- Written instruction
Find "target | stone building facade" in the data, then restate the line it sits in and every later line word for word, ending with the last line.

- Stored data
══════════

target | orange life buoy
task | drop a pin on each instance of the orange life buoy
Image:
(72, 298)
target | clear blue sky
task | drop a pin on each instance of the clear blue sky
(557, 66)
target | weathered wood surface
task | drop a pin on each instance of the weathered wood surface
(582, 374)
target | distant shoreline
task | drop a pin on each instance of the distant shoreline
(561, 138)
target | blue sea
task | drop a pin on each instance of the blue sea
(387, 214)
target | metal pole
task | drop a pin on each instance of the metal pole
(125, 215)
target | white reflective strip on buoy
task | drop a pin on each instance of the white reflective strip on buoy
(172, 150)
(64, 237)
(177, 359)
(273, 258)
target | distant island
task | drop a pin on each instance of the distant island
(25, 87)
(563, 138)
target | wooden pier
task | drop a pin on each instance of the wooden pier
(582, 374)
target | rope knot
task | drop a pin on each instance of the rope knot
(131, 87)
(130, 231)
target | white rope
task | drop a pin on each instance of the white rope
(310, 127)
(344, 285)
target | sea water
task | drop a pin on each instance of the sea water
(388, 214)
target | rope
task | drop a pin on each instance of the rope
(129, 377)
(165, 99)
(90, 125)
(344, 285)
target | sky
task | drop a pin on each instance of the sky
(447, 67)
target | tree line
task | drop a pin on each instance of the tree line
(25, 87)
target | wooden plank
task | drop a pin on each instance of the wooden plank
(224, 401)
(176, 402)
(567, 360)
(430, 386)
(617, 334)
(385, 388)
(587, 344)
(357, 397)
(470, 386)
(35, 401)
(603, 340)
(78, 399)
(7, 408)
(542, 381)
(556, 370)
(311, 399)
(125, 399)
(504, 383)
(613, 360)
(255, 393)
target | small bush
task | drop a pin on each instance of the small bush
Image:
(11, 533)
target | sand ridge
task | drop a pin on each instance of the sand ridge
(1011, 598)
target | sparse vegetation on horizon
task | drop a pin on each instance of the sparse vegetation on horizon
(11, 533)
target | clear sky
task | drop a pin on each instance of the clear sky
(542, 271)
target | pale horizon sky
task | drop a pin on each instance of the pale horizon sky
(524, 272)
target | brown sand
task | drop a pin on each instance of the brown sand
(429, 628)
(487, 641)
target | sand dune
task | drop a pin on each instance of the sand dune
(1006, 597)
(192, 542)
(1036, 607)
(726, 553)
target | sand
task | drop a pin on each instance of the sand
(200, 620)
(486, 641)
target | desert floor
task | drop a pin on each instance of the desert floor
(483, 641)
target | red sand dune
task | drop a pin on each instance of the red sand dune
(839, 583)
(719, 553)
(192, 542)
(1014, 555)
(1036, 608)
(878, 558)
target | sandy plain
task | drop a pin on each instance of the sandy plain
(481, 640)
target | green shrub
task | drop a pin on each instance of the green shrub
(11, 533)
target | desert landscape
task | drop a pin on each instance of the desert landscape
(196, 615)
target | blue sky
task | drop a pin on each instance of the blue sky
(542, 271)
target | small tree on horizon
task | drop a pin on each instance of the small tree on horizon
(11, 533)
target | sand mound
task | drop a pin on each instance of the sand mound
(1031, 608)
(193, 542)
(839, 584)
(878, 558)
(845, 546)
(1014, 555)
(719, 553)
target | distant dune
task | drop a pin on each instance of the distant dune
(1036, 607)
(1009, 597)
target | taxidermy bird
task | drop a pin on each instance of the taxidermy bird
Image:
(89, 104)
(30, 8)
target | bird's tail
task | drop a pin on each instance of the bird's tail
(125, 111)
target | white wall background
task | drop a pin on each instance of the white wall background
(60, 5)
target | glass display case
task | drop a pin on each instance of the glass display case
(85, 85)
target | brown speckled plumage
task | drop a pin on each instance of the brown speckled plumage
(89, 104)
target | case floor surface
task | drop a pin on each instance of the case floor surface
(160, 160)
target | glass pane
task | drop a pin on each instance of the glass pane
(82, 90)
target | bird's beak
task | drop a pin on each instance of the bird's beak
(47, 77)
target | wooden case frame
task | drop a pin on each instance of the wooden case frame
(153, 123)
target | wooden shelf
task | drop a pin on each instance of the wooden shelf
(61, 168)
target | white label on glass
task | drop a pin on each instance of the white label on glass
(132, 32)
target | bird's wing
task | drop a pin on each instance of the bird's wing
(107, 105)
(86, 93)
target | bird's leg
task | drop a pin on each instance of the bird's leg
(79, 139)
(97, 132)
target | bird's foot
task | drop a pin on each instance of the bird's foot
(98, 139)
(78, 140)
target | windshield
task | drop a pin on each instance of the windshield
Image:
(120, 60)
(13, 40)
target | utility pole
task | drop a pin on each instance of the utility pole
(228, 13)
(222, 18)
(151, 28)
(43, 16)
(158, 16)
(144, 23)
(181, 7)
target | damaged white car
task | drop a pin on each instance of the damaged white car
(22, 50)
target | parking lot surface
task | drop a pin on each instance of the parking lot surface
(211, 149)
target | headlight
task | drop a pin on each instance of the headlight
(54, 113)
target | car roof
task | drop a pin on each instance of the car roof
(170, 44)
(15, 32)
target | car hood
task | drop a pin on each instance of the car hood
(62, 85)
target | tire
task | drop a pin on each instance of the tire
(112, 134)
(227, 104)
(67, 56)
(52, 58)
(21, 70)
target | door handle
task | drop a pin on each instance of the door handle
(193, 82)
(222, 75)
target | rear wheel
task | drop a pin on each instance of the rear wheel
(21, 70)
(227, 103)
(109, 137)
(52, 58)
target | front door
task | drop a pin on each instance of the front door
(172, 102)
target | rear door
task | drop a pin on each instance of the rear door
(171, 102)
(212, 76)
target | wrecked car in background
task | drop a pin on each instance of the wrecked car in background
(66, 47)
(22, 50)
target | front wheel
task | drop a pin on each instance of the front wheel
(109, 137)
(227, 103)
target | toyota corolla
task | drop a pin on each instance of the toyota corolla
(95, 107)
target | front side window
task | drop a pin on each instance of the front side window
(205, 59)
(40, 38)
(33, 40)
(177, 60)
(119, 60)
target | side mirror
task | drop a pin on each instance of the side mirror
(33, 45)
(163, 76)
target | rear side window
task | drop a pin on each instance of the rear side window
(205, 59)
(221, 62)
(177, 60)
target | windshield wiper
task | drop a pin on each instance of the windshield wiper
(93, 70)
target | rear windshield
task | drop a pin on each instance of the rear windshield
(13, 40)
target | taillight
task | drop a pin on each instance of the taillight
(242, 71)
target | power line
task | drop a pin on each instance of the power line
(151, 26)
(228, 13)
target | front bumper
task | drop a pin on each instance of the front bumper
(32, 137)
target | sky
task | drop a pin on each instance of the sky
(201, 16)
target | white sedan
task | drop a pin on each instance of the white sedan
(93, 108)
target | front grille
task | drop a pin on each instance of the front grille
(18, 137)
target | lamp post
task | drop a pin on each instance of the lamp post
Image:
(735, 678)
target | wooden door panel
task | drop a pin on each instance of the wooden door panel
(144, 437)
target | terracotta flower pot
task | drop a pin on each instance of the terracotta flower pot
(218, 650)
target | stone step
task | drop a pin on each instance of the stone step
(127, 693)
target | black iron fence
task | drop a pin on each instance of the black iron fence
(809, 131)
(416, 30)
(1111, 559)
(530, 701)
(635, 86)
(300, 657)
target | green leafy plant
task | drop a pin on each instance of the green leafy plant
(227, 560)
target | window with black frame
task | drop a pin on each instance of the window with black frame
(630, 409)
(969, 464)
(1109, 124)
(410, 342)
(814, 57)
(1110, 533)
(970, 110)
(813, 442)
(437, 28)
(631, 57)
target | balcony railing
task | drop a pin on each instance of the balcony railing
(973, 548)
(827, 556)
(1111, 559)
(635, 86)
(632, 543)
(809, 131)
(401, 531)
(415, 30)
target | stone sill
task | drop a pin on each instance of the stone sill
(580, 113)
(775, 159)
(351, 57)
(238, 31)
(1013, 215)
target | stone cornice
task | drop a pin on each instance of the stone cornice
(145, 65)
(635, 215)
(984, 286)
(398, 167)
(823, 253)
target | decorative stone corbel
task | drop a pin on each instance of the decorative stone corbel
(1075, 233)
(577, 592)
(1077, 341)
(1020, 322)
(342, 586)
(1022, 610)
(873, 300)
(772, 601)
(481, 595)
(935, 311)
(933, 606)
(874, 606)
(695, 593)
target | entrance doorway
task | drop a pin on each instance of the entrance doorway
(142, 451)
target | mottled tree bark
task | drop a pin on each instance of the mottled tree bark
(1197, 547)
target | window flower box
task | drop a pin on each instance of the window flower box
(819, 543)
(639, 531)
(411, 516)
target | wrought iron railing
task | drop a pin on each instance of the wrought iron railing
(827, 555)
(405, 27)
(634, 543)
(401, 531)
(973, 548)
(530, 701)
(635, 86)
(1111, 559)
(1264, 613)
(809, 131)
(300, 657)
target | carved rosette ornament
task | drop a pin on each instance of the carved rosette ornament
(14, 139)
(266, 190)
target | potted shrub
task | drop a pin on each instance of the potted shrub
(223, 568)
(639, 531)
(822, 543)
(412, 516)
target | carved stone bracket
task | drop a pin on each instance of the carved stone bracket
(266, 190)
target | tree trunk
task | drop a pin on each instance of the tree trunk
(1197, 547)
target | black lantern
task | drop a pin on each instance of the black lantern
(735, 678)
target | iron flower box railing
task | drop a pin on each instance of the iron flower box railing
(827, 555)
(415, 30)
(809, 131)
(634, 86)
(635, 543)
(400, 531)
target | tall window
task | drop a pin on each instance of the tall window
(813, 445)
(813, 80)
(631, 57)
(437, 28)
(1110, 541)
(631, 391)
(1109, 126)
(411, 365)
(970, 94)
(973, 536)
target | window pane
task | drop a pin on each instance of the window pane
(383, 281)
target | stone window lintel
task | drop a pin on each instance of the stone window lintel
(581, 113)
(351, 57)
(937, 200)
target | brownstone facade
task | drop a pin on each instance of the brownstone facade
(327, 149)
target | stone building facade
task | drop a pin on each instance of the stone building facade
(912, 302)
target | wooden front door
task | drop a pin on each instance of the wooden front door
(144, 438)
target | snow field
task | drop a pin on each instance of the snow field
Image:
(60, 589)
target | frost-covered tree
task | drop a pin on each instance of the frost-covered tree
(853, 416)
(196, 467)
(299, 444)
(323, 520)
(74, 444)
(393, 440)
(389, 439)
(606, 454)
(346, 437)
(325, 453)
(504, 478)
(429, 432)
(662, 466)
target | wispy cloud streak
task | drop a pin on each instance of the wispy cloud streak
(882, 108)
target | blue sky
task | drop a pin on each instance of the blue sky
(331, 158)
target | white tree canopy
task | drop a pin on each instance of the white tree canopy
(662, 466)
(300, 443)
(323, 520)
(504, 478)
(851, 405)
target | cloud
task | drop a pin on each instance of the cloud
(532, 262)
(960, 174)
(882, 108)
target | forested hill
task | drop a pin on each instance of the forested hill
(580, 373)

══════════

- Exercise result
target | stone building facade
task | drop a pin on each instance of the stone building facade
(912, 302)
target | wooden front door
task | drop a pin on each instance of the wooden front door
(144, 438)
target | snow field
task | drop a pin on each instance of the snow field
Image:
(60, 589)
target | frost-covered tree
task | drop a pin on each instance of the frost-covered tree
(853, 416)
(196, 467)
(299, 444)
(323, 520)
(74, 444)
(393, 440)
(389, 439)
(606, 454)
(346, 437)
(325, 453)
(504, 478)
(429, 432)
(662, 466)
target | wispy cloud streak
task | drop a pin on each instance of the wispy cloud streak
(882, 108)
target | blue sky
task | drop a pin on each instance of the blue sky
(331, 158)
target | white tree canopy
task | drop a pin on each instance of the white tree canopy
(662, 466)
(300, 443)
(323, 520)
(504, 478)
(851, 405)
target | cloud
task | drop a pin on each instance of the cloud
(532, 262)
(960, 174)
(882, 108)
target | forested hill
task | drop a pin on each instance of the forested hill
(580, 373)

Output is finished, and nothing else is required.